RWJBarnabas Health (RWJBH) physicians and health care professionals deliver almost a quarter of all hospital births in the state of New Jersey. As such, the hospital system is uniquely positioned to make transformative change, which it is doing through the work of the OB Collaborative of RWJBarnabas Health. The OB Collaborative has representatives on the NJ Perinatal Quality Collaborative and the NJ Maternal Mortality Review Committee and has also provided testimony to The Senate Health, Human Services and Senior Citizens Committee hearing on maternal/infant mortality.

The goal of the OB Collaborative is ending preventable morbidity, mortality and racial disparities in maternity care. In a joint effort to address maternal mortality and racial disparities the OB Collaborative partnered with the ED Collaborative of RWJBarnabas Health to more effectively identify and treat women who may be experiencing symptoms of a life threatening postpartum complication. The complications of the fourth trimester – considered to be the first 42 days after a woman gives birth and the time period where the majority of maternal deaths occur – are a recognized problem, but few healthcare organizations have the tools or ability to properly address what is a critical time period in maternal health. Through the OB/ED partnership, a protocol was created for RWJBH emergency rooms – even at hospitals where there is no OB care – so the right questions are asked of patients from the very beginning and all postpartum women are cared for appropriately and timely from the moment they enter the Emergency Department.

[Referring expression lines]
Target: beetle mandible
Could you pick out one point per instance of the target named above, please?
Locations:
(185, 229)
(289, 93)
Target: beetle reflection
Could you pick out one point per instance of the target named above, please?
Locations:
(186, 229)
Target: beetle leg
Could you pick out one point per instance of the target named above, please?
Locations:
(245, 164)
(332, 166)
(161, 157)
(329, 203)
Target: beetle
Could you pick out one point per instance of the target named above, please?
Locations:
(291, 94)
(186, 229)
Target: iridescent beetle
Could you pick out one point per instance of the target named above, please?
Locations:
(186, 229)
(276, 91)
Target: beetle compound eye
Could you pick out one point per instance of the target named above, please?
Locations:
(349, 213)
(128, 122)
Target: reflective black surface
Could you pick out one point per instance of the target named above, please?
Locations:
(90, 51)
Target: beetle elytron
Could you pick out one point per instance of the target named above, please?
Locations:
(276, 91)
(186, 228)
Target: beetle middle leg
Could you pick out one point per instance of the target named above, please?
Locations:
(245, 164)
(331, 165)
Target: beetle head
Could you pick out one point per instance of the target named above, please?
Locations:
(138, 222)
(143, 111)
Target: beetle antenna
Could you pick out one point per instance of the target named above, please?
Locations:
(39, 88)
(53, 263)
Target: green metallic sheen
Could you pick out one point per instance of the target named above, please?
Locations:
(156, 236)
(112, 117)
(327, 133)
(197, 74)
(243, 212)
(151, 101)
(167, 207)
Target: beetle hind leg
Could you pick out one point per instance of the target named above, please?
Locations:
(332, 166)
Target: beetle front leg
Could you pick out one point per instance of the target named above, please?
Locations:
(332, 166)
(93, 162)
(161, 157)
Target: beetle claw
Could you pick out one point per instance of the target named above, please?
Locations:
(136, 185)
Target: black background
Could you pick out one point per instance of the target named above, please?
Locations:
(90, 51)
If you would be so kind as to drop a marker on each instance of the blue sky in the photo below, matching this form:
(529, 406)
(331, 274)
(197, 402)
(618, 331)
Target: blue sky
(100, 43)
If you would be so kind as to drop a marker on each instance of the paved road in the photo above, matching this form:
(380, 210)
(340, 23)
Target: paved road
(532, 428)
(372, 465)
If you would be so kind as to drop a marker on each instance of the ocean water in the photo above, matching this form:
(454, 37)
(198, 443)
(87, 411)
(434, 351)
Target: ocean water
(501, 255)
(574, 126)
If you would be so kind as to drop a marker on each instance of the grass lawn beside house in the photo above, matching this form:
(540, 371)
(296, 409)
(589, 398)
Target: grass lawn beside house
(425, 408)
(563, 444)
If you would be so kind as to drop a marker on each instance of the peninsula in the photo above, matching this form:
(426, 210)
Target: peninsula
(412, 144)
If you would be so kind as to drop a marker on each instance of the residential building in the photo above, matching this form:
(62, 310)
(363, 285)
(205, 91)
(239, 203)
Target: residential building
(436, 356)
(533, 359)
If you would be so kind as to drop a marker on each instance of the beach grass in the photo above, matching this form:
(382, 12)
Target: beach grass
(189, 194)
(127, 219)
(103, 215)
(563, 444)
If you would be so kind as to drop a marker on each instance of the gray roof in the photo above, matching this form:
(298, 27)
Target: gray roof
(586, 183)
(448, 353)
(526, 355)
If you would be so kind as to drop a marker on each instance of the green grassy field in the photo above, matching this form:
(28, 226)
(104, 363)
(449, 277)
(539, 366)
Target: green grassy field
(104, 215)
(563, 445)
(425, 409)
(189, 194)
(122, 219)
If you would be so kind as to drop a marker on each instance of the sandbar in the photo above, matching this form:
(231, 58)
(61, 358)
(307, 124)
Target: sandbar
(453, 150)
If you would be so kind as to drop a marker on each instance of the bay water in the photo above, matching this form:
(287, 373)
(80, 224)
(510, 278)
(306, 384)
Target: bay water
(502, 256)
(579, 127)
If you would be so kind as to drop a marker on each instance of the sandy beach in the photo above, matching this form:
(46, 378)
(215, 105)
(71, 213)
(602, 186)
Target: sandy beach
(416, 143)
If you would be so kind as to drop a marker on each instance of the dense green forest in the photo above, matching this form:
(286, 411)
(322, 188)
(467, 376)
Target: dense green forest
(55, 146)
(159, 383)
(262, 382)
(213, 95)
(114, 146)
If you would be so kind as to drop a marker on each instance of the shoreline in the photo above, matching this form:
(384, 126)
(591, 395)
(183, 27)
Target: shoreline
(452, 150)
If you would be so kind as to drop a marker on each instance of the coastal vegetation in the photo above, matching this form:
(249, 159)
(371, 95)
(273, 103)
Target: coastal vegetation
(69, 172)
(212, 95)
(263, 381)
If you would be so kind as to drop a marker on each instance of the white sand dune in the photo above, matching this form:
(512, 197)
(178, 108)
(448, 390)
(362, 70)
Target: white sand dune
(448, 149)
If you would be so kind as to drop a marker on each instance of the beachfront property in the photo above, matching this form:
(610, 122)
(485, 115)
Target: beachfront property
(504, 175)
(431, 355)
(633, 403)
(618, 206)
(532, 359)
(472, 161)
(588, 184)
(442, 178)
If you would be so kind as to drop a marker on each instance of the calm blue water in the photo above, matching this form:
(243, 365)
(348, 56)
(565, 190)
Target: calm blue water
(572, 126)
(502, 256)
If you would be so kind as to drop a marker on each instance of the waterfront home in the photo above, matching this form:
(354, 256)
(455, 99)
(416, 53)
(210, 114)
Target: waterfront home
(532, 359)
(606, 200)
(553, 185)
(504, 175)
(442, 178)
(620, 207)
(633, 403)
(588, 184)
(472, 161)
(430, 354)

Required tasks >>
1 - Shorten the paragraph of the RWJBarnabas Health maternity care text that begins "RWJBarnabas Health (RWJBH) physicians," keeping its main facts.
2 - Switch "transformative" to "far-reaching" in the RWJBarnabas Health maternity care text, and write out the part between "RWJBarnabas Health (RWJBH)" and "on maternal/infant mortality.", inclusive.
These lines have no connection to the text.

Problem solutions >>
1 - RWJBH physicians and health care professionals deliver nearly a quarter of New Jersey's hospital births, which places the system in a unique position to make transformative change through its OB Collaborative. The OB Collaborative has representatives on the NJ Perinatal Quality Collaborative and the NJ Maternal Mortality Review Committee. It has also testified at The Senate Health, Human Services and Senior Citizens Committee hearing on maternal/infant mortality.

2 -
RWJBarnabas Health (RWJBH) physicians and health care professionals deliver almost a quarter of all hospital births in the state of New Jersey. As such, the hospital system is uniquely positioned to make far-reaching change, which it is doing through the work of the OB Collaborative of RWJBarnabas Health. The OB Collaborative has representatives on the NJ Perinatal Quality Collaborative and the NJ Maternal Mortality Review Committee and has also provided testimony to The Senate Health, Human Services and Senior Citizens Committee hearing on maternal/infant mortality.